Given instruction: Render the data below as a Markdown table with the columns "Row" and "Line", starting at the line that contains "Where can you see the table" and ending at the end of the data, both included. Leave out blank lines.

Material provided:

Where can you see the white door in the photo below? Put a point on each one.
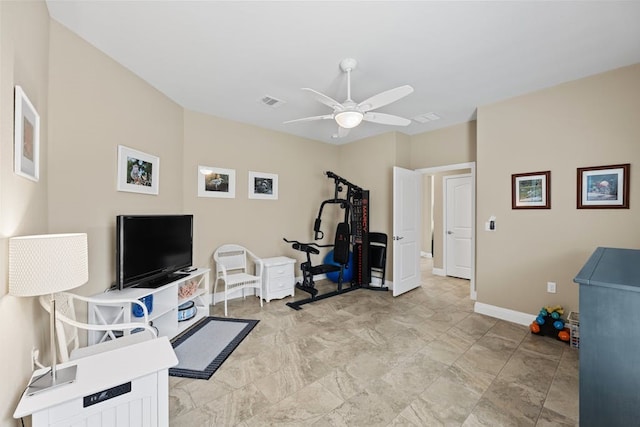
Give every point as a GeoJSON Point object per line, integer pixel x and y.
{"type": "Point", "coordinates": [458, 226]}
{"type": "Point", "coordinates": [407, 215]}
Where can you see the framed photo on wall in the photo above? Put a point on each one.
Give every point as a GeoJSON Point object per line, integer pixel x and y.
{"type": "Point", "coordinates": [604, 187]}
{"type": "Point", "coordinates": [216, 182]}
{"type": "Point", "coordinates": [138, 172]}
{"type": "Point", "coordinates": [263, 186]}
{"type": "Point", "coordinates": [531, 190]}
{"type": "Point", "coordinates": [26, 137]}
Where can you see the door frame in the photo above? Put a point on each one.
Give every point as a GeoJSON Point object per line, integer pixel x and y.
{"type": "Point", "coordinates": [472, 166]}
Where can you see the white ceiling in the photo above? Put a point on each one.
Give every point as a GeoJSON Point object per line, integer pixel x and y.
{"type": "Point", "coordinates": [222, 57]}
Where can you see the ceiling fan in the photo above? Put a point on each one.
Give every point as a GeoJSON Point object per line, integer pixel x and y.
{"type": "Point", "coordinates": [350, 114]}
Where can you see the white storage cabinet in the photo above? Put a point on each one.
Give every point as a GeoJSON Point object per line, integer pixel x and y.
{"type": "Point", "coordinates": [164, 313]}
{"type": "Point", "coordinates": [278, 279]}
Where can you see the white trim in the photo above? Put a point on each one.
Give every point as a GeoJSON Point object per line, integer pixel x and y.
{"type": "Point", "coordinates": [438, 272]}
{"type": "Point", "coordinates": [504, 313]}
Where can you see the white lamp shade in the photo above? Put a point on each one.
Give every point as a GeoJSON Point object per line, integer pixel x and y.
{"type": "Point", "coordinates": [349, 119]}
{"type": "Point", "coordinates": [48, 263]}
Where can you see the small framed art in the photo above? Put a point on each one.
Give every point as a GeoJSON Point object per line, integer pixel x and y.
{"type": "Point", "coordinates": [138, 172]}
{"type": "Point", "coordinates": [263, 186]}
{"type": "Point", "coordinates": [531, 190]}
{"type": "Point", "coordinates": [603, 187]}
{"type": "Point", "coordinates": [216, 182]}
{"type": "Point", "coordinates": [26, 132]}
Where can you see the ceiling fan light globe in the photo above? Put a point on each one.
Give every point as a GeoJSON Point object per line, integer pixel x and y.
{"type": "Point", "coordinates": [349, 119]}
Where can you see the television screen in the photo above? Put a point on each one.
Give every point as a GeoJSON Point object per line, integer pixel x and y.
{"type": "Point", "coordinates": [150, 248]}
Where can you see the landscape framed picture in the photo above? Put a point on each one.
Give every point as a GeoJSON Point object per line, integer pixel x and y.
{"type": "Point", "coordinates": [263, 186]}
{"type": "Point", "coordinates": [216, 182]}
{"type": "Point", "coordinates": [604, 187]}
{"type": "Point", "coordinates": [138, 172]}
{"type": "Point", "coordinates": [531, 190]}
{"type": "Point", "coordinates": [26, 131]}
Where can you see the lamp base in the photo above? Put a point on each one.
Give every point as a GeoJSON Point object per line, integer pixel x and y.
{"type": "Point", "coordinates": [63, 376]}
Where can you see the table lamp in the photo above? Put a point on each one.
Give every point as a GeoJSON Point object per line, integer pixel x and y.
{"type": "Point", "coordinates": [46, 264]}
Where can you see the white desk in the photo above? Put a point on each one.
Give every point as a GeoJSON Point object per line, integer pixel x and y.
{"type": "Point", "coordinates": [143, 367]}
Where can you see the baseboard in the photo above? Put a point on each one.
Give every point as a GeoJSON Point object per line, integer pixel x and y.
{"type": "Point", "coordinates": [504, 314]}
{"type": "Point", "coordinates": [438, 272]}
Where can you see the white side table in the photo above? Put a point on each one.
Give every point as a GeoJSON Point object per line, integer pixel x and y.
{"type": "Point", "coordinates": [278, 279]}
{"type": "Point", "coordinates": [126, 384]}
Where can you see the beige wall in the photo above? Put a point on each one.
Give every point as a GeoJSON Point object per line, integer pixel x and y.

Reply:
| Row | Line |
|---|---|
| 1 | Where can you see the table lamp in the photo above? Put a point on each one. |
| 2 | Give every point as a GeoJSON Point object per line, integer pixel x and y. |
| 3 | {"type": "Point", "coordinates": [46, 264]} |
| 4 | Where can you see the white desk in the photo above? Put a point on each one. |
| 5 | Give every point as a GeoJSON Point object per line, integer pixel x and y. |
| 6 | {"type": "Point", "coordinates": [143, 367]} |
| 7 | Where can you see the baseboard in the photo above? Put a point on each one. |
| 8 | Give every point as a GeoJSON Point object per line, integer pixel x and y. |
| 9 | {"type": "Point", "coordinates": [504, 314]} |
| 10 | {"type": "Point", "coordinates": [438, 272]} |
| 11 | Where can you see the white side table in the photo above? Put a point on each one. |
| 12 | Give every point as a GeoJSON Point object per line, integer pixel x and y. |
| 13 | {"type": "Point", "coordinates": [278, 279]} |
| 14 | {"type": "Point", "coordinates": [126, 384]} |
| 15 | Where can you see the beige wall in the photo above? Put a point on each one. |
| 16 | Give every point as a GeoJSON Point object per line, integer pixel x and y. |